Stored data entries:
===============

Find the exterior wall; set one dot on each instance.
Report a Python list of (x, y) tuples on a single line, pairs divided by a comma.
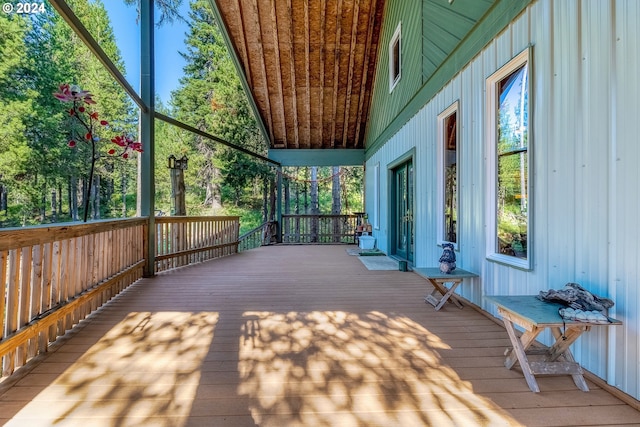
[(409, 14), (585, 174)]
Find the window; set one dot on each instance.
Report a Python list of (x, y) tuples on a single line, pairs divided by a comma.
[(448, 175), (376, 196), (509, 142), (395, 58)]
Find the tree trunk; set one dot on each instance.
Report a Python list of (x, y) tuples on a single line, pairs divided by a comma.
[(287, 207), (3, 198), (73, 198), (265, 205), (59, 200), (272, 199), (123, 194), (54, 206), (336, 207), (297, 223), (315, 208), (305, 192), (95, 197)]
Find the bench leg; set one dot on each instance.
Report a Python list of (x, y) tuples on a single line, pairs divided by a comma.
[(563, 347), (521, 356), (526, 340)]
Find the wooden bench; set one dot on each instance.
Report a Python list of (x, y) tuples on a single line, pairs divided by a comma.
[(535, 316), (439, 281)]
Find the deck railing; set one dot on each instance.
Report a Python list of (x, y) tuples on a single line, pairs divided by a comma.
[(184, 240), (319, 228), (52, 277)]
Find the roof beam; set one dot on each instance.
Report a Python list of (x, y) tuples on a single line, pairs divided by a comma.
[(365, 74), (323, 23), (78, 27), (278, 68), (307, 59), (311, 157), (352, 57), (267, 135), (243, 47), (214, 138)]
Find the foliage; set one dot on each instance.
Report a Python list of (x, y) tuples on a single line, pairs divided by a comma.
[(47, 182)]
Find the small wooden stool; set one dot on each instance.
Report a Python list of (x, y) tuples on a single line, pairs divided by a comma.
[(439, 281)]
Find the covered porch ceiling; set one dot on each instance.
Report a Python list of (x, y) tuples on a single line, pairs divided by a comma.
[(308, 65)]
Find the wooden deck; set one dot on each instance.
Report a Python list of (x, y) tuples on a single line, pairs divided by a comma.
[(289, 336)]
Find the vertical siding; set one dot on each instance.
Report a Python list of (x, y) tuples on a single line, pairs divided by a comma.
[(409, 14), (585, 174)]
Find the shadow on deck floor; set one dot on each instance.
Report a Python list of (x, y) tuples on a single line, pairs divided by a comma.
[(290, 336)]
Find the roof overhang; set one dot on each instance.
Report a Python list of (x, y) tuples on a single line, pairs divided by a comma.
[(307, 66), (309, 157)]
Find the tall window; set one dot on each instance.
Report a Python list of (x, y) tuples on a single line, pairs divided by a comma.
[(376, 196), (448, 175), (508, 112), (395, 58)]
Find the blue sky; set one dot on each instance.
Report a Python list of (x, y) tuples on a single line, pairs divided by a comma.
[(169, 41)]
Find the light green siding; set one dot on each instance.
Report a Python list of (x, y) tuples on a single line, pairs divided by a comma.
[(409, 13), (450, 35), (444, 26)]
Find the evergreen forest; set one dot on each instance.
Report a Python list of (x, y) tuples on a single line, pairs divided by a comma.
[(45, 167)]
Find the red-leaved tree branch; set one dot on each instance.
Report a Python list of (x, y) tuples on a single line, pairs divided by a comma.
[(89, 122)]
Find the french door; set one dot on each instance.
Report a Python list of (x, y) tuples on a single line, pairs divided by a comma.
[(403, 244)]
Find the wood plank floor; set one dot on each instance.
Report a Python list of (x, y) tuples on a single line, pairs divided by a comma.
[(290, 336)]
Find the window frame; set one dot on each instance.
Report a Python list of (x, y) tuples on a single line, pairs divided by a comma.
[(441, 152), (395, 39), (492, 102)]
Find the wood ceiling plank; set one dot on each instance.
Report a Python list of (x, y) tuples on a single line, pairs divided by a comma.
[(307, 56), (336, 71), (352, 56), (365, 68), (279, 101), (323, 22), (292, 65), (243, 45), (254, 13)]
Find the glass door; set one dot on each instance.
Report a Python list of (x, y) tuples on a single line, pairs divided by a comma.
[(403, 211)]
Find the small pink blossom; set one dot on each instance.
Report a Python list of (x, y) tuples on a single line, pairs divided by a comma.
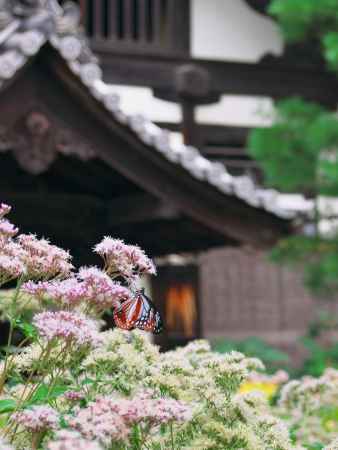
[(68, 292), (101, 291), (42, 259), (91, 287), (99, 421), (112, 418), (4, 210), (36, 419), (10, 268), (70, 440), (128, 260), (74, 396), (5, 446), (7, 229), (68, 326)]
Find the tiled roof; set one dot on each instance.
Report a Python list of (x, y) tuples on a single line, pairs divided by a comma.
[(25, 29)]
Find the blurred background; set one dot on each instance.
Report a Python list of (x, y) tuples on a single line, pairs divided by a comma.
[(248, 84)]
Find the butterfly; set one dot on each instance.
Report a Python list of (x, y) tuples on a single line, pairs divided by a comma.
[(138, 312)]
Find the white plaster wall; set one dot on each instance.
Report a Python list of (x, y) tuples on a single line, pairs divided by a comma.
[(221, 30), (231, 30)]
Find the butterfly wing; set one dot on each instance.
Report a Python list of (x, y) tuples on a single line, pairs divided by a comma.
[(127, 314), (138, 312), (150, 319)]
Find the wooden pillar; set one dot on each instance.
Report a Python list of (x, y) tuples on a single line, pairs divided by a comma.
[(192, 84)]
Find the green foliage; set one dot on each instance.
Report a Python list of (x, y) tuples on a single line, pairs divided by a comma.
[(291, 150), (7, 405), (254, 347), (319, 357), (300, 19), (299, 152), (318, 257)]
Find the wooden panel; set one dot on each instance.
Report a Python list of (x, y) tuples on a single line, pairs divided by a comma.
[(269, 79), (138, 26)]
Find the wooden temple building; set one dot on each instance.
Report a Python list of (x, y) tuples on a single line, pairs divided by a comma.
[(76, 166)]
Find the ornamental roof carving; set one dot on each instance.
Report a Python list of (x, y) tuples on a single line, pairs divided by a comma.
[(27, 25)]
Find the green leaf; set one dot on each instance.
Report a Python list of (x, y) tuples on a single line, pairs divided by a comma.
[(7, 405), (44, 393)]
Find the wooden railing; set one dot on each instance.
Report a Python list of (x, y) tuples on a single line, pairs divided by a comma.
[(138, 26)]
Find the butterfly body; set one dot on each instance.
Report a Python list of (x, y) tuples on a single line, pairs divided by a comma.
[(138, 312)]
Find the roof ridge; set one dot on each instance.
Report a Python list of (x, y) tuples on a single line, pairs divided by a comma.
[(25, 34)]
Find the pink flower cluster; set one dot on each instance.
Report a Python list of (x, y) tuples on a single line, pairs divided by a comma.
[(74, 396), (99, 421), (27, 255), (71, 327), (4, 210), (36, 419), (90, 286), (10, 268), (127, 260), (7, 229), (70, 440), (111, 418), (42, 259), (101, 291), (11, 265)]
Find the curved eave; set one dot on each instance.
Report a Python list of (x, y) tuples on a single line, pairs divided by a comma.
[(164, 179)]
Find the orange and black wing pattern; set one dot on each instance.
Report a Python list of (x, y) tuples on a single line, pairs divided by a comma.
[(139, 312)]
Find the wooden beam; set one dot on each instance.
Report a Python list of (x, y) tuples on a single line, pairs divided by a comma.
[(137, 209), (274, 78), (227, 136), (225, 215)]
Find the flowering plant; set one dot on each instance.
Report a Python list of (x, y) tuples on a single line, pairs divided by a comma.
[(68, 385)]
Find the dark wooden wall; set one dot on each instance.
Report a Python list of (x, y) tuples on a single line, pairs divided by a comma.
[(243, 294)]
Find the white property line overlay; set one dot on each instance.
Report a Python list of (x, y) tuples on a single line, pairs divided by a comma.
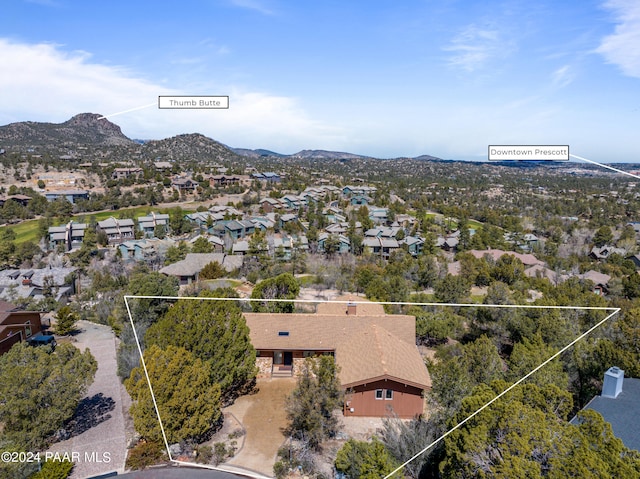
[(127, 111), (504, 306), (605, 166)]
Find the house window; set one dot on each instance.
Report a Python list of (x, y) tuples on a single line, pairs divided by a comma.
[(277, 357)]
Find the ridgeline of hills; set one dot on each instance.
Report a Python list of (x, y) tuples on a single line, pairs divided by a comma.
[(83, 129), (90, 131)]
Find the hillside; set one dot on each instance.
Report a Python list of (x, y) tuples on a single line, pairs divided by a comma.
[(192, 146), (82, 129)]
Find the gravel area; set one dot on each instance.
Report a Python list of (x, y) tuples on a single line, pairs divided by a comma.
[(98, 443), (263, 417)]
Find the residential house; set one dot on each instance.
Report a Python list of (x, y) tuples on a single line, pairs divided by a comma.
[(184, 184), (379, 215), (605, 251), (69, 236), (380, 368), (117, 230), (351, 190), (228, 212), (269, 205), (16, 325), (70, 195), (240, 247), (360, 200), (541, 271), (286, 219), (344, 245), (619, 405), (448, 243), (600, 281), (382, 247), (263, 223), (337, 228), (138, 250), (235, 229), (636, 260), (383, 232), (495, 254), (148, 224), (37, 283), (120, 173), (292, 202), (162, 165), (222, 181), (268, 177), (188, 269), (204, 219), (283, 246), (216, 243), (22, 200), (414, 245)]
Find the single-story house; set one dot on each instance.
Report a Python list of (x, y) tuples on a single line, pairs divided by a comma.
[(147, 224), (619, 405), (380, 368), (119, 173), (117, 230), (184, 184), (188, 269), (70, 195), (344, 245), (70, 236), (381, 246), (16, 326), (605, 251), (36, 283)]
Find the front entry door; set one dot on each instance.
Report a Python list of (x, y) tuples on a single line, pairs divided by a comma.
[(288, 358)]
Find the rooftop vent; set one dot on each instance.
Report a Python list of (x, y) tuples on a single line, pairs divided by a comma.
[(613, 379)]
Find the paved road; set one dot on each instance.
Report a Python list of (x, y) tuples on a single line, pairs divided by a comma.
[(100, 443), (177, 473)]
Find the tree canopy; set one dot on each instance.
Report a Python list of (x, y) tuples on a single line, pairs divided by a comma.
[(39, 391), (215, 332)]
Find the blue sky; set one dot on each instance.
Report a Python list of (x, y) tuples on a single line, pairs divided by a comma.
[(381, 78)]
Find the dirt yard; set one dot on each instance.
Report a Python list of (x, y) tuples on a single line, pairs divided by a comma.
[(263, 417)]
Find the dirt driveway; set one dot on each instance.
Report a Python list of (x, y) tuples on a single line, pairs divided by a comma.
[(98, 437), (263, 417)]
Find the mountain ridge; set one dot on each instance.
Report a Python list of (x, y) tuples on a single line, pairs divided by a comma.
[(92, 129)]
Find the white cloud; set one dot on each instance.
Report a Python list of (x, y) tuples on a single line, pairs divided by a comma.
[(473, 47), (563, 76), (622, 47), (45, 83), (257, 5)]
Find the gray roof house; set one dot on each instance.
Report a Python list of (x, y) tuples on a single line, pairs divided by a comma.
[(117, 230), (188, 269), (32, 283), (147, 224), (619, 405), (68, 236)]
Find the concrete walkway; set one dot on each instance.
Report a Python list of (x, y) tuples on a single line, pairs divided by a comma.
[(100, 445)]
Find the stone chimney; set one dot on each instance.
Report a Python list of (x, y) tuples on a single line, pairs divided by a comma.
[(612, 386)]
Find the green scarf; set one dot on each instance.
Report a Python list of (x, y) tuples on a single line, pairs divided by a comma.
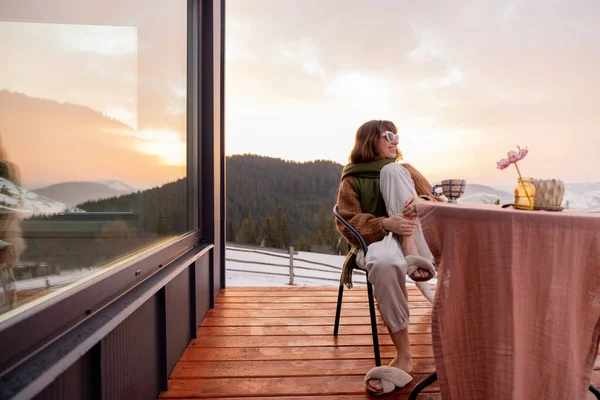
[(366, 184)]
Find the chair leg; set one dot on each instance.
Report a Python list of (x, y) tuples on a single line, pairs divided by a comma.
[(338, 310), (595, 391), (422, 385), (373, 323)]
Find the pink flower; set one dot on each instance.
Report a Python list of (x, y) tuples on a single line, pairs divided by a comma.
[(505, 162), (513, 157)]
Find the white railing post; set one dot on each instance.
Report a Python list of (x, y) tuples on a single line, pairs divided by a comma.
[(291, 279)]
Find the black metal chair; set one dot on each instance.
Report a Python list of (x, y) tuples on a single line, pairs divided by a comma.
[(338, 310), (428, 380)]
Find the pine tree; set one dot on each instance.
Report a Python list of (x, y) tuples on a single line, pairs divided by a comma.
[(249, 231), (269, 235), (282, 229)]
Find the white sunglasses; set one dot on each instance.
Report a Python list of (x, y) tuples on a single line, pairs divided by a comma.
[(392, 137)]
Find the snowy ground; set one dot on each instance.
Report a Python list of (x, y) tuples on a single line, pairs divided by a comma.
[(249, 267)]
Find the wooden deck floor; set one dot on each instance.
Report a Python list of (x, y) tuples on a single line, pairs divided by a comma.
[(277, 343)]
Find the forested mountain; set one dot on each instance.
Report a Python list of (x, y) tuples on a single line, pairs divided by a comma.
[(306, 192)]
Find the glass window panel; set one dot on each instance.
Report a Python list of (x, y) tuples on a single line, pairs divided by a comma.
[(92, 139)]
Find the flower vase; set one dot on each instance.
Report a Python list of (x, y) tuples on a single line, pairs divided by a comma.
[(525, 194)]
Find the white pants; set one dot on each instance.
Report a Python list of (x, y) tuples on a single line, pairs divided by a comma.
[(385, 259)]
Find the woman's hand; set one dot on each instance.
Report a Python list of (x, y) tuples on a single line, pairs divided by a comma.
[(410, 209), (400, 225)]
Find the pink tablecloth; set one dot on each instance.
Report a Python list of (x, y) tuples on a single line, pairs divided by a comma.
[(517, 306)]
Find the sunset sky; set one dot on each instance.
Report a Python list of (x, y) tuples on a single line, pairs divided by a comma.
[(465, 81)]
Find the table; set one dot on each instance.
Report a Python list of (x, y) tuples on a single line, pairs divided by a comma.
[(517, 307)]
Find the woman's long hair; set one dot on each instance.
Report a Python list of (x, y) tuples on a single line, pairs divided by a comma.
[(365, 141)]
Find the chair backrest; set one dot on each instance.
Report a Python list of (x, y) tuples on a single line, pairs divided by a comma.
[(361, 240)]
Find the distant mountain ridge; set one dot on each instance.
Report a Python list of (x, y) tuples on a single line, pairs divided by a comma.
[(73, 193), (15, 198)]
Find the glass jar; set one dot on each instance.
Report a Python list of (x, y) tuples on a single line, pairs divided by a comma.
[(525, 194)]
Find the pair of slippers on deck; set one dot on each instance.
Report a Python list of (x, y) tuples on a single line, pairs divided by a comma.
[(390, 379)]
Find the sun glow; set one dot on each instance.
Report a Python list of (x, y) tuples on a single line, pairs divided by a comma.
[(167, 145)]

===============

=== Problem details ===
Your task is to copy every line in the entries that holds the string "floor".

=== Response area ===
Find the shadow on deck floor; set one dot on each instance.
Find the wood plank floor; set one dot on each instance.
Find the wooden deck floor; set one dot on each instance.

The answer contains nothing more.